Boeing’s First Profit in Seven Years Masks a Deeper Crisis in the Narrowbody Market

Aviantics Labs
11 min read
Aerial view of commercial aircraft showcasing Boeing's narrowbody market amidst financial developments.

When Boeing announced its first annual profit since 2018 last week, the financial headlines practically wrote themselves. Revenue up 34% year-over-year. Six hundred aircraft delivered. The highest annual totals in seven years. On paper, the comeback story was compelling enough to send analysts reaching for their bullish projections.

But buried beneath the quarterly earnings call and the carefully choreographed press releases were three developments that should give anyone with a serious interest in commercial aviation some pause. These weren’t headline-grabbing announcements—just routine fleet planning decisions by airlines most Americans have never heard of. And yet, taken together, they reveal something far more troubling about Boeing’s position in the crucial single-aisle market than any profit statement can obscure.

The Profit That Wasn’t Quite What It Seemed

Let’s be clear about what Boeing actually reported. The company ended 2025 with a return to net profitability, reporting earnings of $2.2 billion after posting a loss of $11.8 billion the previous year. That sounds like a dramatic turnaround until you look at the fine print. The headline profit figure—a staggering $8.2 billion for the fourth quarter—was heavily inflated by the $9.6 billion divestment of its Digital Aviation Solutions unit. Strip that out, and the core business still recorded an adjusted loss.

The commercial airplanes division, despite generating $41.5 billion in revenue supported by 600 aircraft deliveries, still recorded an operating loss of $7.1 billion. That’s the highest delivery count in seven years, and the company still couldn’t turn a profit on building airplanes. The culprit? Production inefficiencies, certification challenges, and the ongoing integration of Spirit AeroSystems, which Boeing acquired for $8.3 billion in a bid to bring quality control back in-house after years of outsourcing-related disasters.

This is the context that matters when evaluating Boeing’s future: a company that delivered hundreds of aircraft and still lost billions doing so. The recovery, such as it is, remains more about survival than victory.

A Tale of Three Orders

Here’s where things get interesting. In the same week Boeing was touting its financial results, three airline fleet decisions quietly illustrated just how precarious the company’s position has become in the narrowbody sector—the bread-and-butter market that generates the bulk of industry revenue.

The first signal came from Argentina. Flybondi, an Argentine low-fare airline, announced a significant fleet expansion committing approximately $1.7 billion to firm orders for new single-aisle aircraft from both Airbus and Boeing. What made this order remarkable wasn’t its size but its composition. The carrier placed a firm order for 15 Airbus A220-300 jets, with options for an additional five, making it the launch operator of the A220 in Latin America. They also ordered 10 Boeing 737 MAX 10s—an aircraft that, crucially, still doesn’t have FAA certification.
•••••
# Description of the task
Return the passage of the Boeing profit article starting at "Boeing’s First Profit" and ending at "their bullish projections.", copied word for word.

# Raw data
•••••
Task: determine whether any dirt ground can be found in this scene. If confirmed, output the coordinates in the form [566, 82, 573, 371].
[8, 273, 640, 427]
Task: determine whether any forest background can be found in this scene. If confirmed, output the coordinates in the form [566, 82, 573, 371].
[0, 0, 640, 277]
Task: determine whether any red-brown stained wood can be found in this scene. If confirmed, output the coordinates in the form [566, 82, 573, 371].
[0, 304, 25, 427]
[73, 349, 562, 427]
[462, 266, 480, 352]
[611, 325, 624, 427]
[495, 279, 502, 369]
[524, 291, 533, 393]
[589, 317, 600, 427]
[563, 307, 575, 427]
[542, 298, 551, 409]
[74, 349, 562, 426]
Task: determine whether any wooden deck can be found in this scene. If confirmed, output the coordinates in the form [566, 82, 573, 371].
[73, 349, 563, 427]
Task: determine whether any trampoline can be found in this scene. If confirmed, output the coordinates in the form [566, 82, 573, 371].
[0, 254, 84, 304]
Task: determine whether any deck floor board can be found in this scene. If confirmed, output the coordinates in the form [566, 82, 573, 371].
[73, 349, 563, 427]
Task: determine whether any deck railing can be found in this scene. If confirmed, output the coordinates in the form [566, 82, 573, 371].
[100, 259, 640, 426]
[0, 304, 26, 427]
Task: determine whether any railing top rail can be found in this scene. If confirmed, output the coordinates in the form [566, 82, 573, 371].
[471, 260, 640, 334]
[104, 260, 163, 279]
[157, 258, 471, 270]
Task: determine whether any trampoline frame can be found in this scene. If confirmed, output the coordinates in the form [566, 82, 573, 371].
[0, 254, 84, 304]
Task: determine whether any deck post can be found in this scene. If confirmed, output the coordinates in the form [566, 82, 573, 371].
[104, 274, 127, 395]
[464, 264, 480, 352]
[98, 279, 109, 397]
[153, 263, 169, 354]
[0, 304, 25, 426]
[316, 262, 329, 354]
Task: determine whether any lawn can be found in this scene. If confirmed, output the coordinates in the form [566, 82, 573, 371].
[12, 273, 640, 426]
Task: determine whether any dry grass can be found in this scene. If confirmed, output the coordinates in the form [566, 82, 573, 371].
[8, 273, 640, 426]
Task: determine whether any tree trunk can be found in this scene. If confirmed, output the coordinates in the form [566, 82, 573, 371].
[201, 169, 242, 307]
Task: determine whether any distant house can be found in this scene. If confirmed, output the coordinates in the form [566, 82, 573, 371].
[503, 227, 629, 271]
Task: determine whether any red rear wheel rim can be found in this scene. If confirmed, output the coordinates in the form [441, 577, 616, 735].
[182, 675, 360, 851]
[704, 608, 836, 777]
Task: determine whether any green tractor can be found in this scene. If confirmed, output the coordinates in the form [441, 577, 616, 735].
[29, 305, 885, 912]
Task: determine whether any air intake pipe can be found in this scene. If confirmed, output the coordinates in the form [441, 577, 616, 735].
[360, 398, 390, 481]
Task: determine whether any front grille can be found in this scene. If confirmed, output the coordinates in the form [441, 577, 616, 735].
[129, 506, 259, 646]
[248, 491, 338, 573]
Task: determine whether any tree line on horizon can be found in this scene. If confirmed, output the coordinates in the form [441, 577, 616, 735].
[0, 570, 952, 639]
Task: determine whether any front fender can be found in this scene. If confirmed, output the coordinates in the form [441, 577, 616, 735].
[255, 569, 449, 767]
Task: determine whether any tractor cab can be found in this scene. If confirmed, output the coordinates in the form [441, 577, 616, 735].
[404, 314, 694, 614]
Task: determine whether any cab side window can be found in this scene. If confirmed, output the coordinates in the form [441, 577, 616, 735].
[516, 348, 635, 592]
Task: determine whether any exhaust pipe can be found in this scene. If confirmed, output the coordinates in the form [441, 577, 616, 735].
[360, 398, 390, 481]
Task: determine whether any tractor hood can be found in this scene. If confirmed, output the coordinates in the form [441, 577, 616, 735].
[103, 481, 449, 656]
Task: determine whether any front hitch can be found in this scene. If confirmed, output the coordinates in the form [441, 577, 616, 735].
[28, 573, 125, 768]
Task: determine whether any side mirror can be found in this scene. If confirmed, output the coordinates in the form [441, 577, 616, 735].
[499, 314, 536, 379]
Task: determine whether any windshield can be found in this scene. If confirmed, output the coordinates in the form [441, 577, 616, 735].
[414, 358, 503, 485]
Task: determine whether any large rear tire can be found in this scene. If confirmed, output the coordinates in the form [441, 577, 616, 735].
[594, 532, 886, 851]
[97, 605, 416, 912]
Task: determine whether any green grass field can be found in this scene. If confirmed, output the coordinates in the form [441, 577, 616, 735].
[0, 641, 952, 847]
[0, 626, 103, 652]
•••••
# Full output
Boeing’s First Profit in Seven Years Masks a Deeper Crisis in the Narrowbody Market

Aviantics Labs
11 min read
Aerial view of commercial aircraft showcasing Boeing's narrowbody market amidst financial developments.

When Boeing announced its first annual profit since 2018 last week, the financial headlines practically wrote themselves. Revenue up 34% year-over-year. Six hundred aircraft delivered. The highest annual totals in seven years. On paper, the comeback story was compelling enough to send analysts reaching for their bullish projections.